[Dataset excerpts]
============
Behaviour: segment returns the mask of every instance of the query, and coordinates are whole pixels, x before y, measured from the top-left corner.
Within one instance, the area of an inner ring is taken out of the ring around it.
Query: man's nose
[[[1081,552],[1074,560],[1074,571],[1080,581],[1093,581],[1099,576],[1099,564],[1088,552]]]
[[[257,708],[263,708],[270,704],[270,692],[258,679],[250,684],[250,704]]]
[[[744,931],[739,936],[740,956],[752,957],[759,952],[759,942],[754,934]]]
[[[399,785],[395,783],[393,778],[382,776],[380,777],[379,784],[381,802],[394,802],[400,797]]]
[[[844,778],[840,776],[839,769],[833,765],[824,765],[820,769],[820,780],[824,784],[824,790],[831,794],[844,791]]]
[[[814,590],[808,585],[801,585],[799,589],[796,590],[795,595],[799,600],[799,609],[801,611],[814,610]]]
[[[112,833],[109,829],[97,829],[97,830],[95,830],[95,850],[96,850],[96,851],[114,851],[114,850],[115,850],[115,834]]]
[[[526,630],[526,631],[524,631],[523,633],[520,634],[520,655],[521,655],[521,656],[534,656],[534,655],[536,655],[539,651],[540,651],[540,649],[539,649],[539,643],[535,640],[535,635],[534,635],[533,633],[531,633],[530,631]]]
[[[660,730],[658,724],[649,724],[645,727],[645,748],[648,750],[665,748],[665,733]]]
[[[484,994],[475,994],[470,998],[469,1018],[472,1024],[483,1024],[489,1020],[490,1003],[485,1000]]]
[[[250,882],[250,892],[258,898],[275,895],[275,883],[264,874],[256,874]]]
============
→ What the task asks: Retype exactly the line with "Within one instance, the" and each line after it until the records end, and include no other line.

→ Result of this exercise:
Within one instance, the area of an inner ring is taken out of the ring around it.
Query: man's nose
[[[1081,552],[1074,560],[1074,571],[1080,581],[1093,581],[1099,576],[1099,564],[1088,552]]]
[[[257,708],[263,708],[270,704],[270,692],[258,679],[250,684],[250,704]]]
[[[744,931],[739,936],[740,956],[752,957],[759,952],[759,942],[754,934]]]
[[[399,785],[395,783],[393,778],[382,776],[380,777],[379,784],[381,802],[394,802],[400,797]]]
[[[844,778],[840,776],[839,769],[833,765],[824,765],[820,769],[820,780],[824,784],[824,790],[831,794],[844,791]]]
[[[814,590],[808,585],[801,585],[799,589],[796,590],[795,595],[799,600],[799,609],[801,611],[814,610]]]
[[[112,833],[109,829],[97,829],[97,830],[95,830],[95,850],[96,850],[96,851],[114,851],[114,850],[115,850],[115,834]]]
[[[526,630],[526,631],[524,631],[523,633],[520,634],[520,655],[521,655],[521,656],[534,656],[534,655],[536,655],[539,651],[540,651],[540,649],[539,649],[539,643],[535,640],[535,635],[534,635],[533,633],[531,633],[530,631]]]
[[[660,730],[658,724],[649,724],[645,727],[645,748],[648,750],[665,748],[665,733]]]
[[[484,994],[475,994],[470,998],[469,1018],[472,1024],[483,1024],[489,1020],[490,1003],[485,1000]]]
[[[250,882],[250,892],[258,898],[275,895],[275,883],[264,874],[256,874]]]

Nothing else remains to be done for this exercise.